**EXERCISE BRIEF:** Copy out the entries in full and with complete accuracy; pictures are excluded.

**SUPPLIED ENTRIES:**

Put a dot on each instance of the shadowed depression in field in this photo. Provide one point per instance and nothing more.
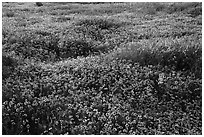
(101, 68)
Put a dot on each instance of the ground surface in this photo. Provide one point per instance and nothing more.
(102, 68)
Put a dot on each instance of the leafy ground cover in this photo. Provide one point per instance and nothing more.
(102, 68)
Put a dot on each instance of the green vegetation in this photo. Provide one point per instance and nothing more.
(101, 68)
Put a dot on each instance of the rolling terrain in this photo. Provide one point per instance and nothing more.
(101, 68)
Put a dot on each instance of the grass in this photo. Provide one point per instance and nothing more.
(102, 68)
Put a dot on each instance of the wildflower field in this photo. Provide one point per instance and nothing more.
(101, 68)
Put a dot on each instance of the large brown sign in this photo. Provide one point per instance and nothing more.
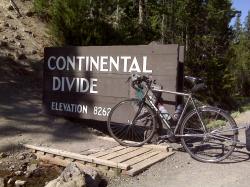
(86, 82)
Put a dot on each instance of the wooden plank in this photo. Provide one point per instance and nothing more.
(130, 155)
(141, 157)
(139, 167)
(157, 147)
(58, 161)
(78, 156)
(105, 152)
(118, 153)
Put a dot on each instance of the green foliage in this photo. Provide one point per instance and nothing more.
(214, 50)
(41, 8)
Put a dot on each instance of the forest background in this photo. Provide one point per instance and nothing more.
(216, 50)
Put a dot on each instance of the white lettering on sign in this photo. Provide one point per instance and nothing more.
(82, 85)
(99, 63)
(79, 109)
(68, 107)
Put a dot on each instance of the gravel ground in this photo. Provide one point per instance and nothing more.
(181, 170)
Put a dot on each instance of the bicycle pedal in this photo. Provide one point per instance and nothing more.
(165, 137)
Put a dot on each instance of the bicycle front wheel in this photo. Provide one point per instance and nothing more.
(209, 137)
(131, 122)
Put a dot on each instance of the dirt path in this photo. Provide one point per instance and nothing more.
(22, 121)
(181, 170)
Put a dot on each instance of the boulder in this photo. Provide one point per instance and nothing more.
(2, 183)
(20, 183)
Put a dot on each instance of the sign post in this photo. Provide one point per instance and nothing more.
(86, 82)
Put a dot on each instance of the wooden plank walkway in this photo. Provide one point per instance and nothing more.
(114, 161)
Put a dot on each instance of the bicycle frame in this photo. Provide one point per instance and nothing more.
(190, 99)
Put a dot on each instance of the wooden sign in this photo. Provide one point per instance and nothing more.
(86, 82)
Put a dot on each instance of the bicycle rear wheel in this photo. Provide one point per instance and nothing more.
(131, 122)
(214, 141)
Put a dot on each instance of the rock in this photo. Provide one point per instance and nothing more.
(19, 44)
(11, 181)
(18, 173)
(14, 28)
(3, 155)
(17, 36)
(31, 169)
(27, 31)
(12, 41)
(70, 177)
(10, 8)
(2, 184)
(33, 52)
(6, 24)
(92, 177)
(20, 56)
(20, 183)
(9, 16)
(29, 13)
(3, 44)
(21, 156)
(12, 167)
(33, 156)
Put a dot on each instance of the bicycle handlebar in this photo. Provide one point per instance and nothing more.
(139, 80)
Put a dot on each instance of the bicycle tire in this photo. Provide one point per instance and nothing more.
(219, 140)
(122, 129)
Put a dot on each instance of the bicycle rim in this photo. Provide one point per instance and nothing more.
(130, 123)
(214, 143)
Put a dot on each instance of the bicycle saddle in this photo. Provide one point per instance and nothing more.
(194, 84)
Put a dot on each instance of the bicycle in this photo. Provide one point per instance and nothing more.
(207, 133)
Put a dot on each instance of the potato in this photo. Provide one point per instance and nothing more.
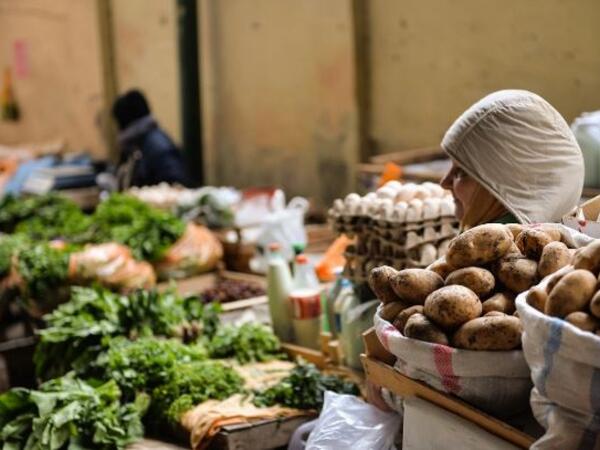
(414, 285)
(441, 267)
(556, 277)
(402, 318)
(595, 305)
(532, 241)
(583, 321)
(515, 229)
(389, 311)
(420, 327)
(489, 333)
(572, 293)
(536, 298)
(379, 281)
(517, 273)
(480, 281)
(555, 256)
(451, 306)
(503, 302)
(588, 257)
(479, 245)
(551, 230)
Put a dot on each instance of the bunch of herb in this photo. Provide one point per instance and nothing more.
(43, 217)
(304, 388)
(44, 269)
(148, 231)
(190, 384)
(146, 363)
(70, 413)
(79, 330)
(247, 343)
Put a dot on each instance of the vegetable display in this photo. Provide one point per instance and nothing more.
(304, 388)
(70, 413)
(148, 231)
(79, 330)
(467, 298)
(247, 343)
(572, 292)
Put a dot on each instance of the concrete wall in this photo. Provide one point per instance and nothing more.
(60, 92)
(431, 59)
(279, 84)
(145, 46)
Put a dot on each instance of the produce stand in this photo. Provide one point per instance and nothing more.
(379, 370)
(197, 284)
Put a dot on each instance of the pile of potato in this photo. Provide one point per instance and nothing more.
(467, 298)
(572, 293)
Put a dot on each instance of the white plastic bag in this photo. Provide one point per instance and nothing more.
(348, 422)
(496, 382)
(285, 226)
(586, 129)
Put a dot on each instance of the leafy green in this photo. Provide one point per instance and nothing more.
(303, 388)
(145, 364)
(247, 343)
(79, 330)
(43, 268)
(69, 412)
(148, 231)
(193, 383)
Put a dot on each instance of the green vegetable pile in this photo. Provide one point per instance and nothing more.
(304, 388)
(70, 413)
(148, 231)
(247, 343)
(43, 217)
(79, 330)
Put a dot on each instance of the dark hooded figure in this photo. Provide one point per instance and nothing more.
(148, 155)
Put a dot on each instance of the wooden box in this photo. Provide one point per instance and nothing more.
(378, 364)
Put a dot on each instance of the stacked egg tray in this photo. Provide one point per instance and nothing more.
(399, 234)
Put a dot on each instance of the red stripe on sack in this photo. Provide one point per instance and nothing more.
(442, 356)
(385, 336)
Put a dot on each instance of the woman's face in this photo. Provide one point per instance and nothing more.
(462, 186)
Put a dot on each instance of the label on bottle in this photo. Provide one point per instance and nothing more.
(306, 303)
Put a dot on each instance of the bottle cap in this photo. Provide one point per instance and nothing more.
(301, 259)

**SOLUTION FOR THIS TASK:**
Put a dot on each instance of the shadowed depression in field in this photo. Provide one point per instance and nothing more.
(101, 68)
Put a dot on each instance of the ground surface in this photo. Provide one point per instance and nothing more.
(102, 68)
Put a dot on each instance of the leafy ground cover in this photo. Provide one point per instance and nothing more.
(102, 68)
Put a dot on each instance of the green vegetation in this photo. Provide one point per instance and nothing more.
(101, 68)
Put a dot on each instance of the rolling terrain in this photo. Provide one point per instance and nothing more.
(101, 68)
Put a dot on each instance of the grass in this photo. Provide one point per instance and nothing more.
(102, 68)
Put a dot on each instance of the wildflower field in this photo. Provide one point per instance and nothing more.
(101, 68)
Put a dot on each instance of the large brown sign in this photo. Provide one point per instance and nothing more.
(86, 82)
Put a dot on each instance of the wooden plank in this photo. Provide one point per instance and nothing more.
(130, 155)
(141, 157)
(139, 167)
(157, 147)
(58, 161)
(78, 156)
(105, 152)
(118, 153)
Put a dot on each instance of the green foliage in this photo. Provide one point per instance and nothing more.
(214, 50)
(41, 8)
Put a dot on each instance of the forest background in this photo. Provide one point per instance and nothing more.
(216, 50)
Put a dot on each instance of the white lettering on sign in this photo. Provide one point per instance and nothing more.
(82, 85)
(99, 63)
(79, 109)
(68, 107)
Put a dot on each instance of the gravel ground in this photo. Provide one point per instance and nothing more.
(181, 170)
Put a dot on each instance of the bicycle pedal in this photo. Provide one point per instance and nothing more.
(165, 137)
Put a dot on each instance of the bicycle front wheel in this photo. Provide one point per instance and nothing more.
(209, 137)
(131, 122)
Put a dot on each instance of the dirt path in this photo. Provide one point per instance and nothing more.
(22, 121)
(181, 170)
Put a dot on each instance of the boulder in this photo. Provide one point per instance and nothing more.
(2, 183)
(20, 183)
Put a dot on each instance of the sign post in this photo. Provide one point per instance and nothing more.
(86, 82)
Put a dot on each instance of the wooden plank walkway in this photo. Provide one point per instance and nothing more.
(114, 161)
Put a dot on each instance of the bicycle frame in this photo. Provide one point per instance and nothing more.
(190, 99)
Put a dot on each instance of the wooden sign in this photo. Provide one point per instance and nothing more.
(86, 82)
Put a dot on each instance of the bicycle rear wheel in this photo. Provide one point per instance and nothing more.
(131, 122)
(214, 141)
Put a dot on each instance of the rock in this photo. Provide one point per instance and nothing more.
(19, 44)
(11, 181)
(18, 173)
(14, 28)
(3, 155)
(17, 36)
(31, 169)
(27, 31)
(12, 41)
(70, 177)
(10, 8)
(2, 184)
(33, 52)
(6, 24)
(92, 177)
(20, 56)
(20, 183)
(9, 16)
(29, 13)
(3, 44)
(21, 156)
(12, 167)
(33, 156)
Put a dot on each instance of the bicycle handlebar in this photo. Provide one point per instance and nothing more.
(139, 80)
Put a dot on each instance of the bicycle tire in this photo. Provide one point per instance and nothing more.
(219, 140)
(122, 129)
Put a dot on each instance of the bicycle rim in this photo. Provide one point per instance and nothing more.
(130, 123)
(214, 143)
Put a dot on each instance of the bicycle saddle in this photo. Provide one point per instance and nothing more.
(194, 84)
Put a dot on each instance of the bicycle in this photo. Provide one point per instance and nothing more.
(207, 133)
Put a dot on each instance of the potato in this photo. Provide one point per instance and nothing more.
(414, 285)
(441, 267)
(556, 277)
(402, 318)
(595, 305)
(532, 241)
(583, 321)
(515, 229)
(389, 311)
(420, 327)
(489, 333)
(572, 293)
(536, 298)
(379, 281)
(517, 273)
(480, 281)
(555, 256)
(451, 306)
(503, 302)
(588, 257)
(479, 245)
(551, 230)
Put a dot on each instance of the bunch of herb in this photo. Provide one point per instance and nothing more.
(43, 217)
(304, 388)
(44, 269)
(148, 231)
(190, 384)
(146, 363)
(70, 413)
(79, 330)
(247, 343)
Put a dot on each instance of the vegetable display in this photo. Provide one point per instance and nothing more.
(304, 388)
(70, 413)
(148, 231)
(79, 330)
(467, 298)
(247, 343)
(572, 292)
Put a dot on each instance of the concrete wall in this photo. Provide one point per instance and nothing more.
(60, 92)
(431, 59)
(279, 84)
(145, 46)
Put a dot on each instance of the produce stand in this photo. Provide one point per instance and nothing more.
(379, 370)
(197, 284)
Put a dot on each instance of the pile of potato in this photo. Provide one point per instance and nothing more.
(467, 298)
(572, 293)
Put a dot on each instance of the white plastic bag in this photo. Provide one point per instance and nothing more.
(348, 422)
(496, 382)
(285, 226)
(586, 129)
Put a dot on each instance of the leafy green in this photo. Provide one point per instance and nothing more.
(303, 388)
(145, 364)
(247, 343)
(79, 330)
(43, 268)
(69, 412)
(148, 231)
(193, 383)
Put a dot on each instance of the green vegetable pile in this photo. Provide one point per instance and nothing more.
(304, 388)
(70, 413)
(148, 231)
(247, 343)
(43, 217)
(79, 330)
Put a dot on each instance of the dark hooded figure in this photo. Provide one point per instance and nothing more.
(148, 155)
Put a dot on each instance of the wooden box in this photo. Provide one point per instance and nothing more.
(378, 364)
Put a dot on each instance of the stacked egg tray in this photo. Provide one point per instance and nothing more.
(399, 234)
Put a dot on each instance of the red stripe on sack in this photo. Provide one point per instance and nothing more.
(442, 356)
(385, 336)
Put a dot on each instance of the woman's face in this photo. Provide one point per instance and nothing more.
(462, 186)
Put a dot on each instance of the label on bottle in this photo. Provide one point per instance and nothing more.
(306, 303)
Put a dot on each instance of the bottle cap in this photo. Provide one point per instance and nothing more.
(301, 259)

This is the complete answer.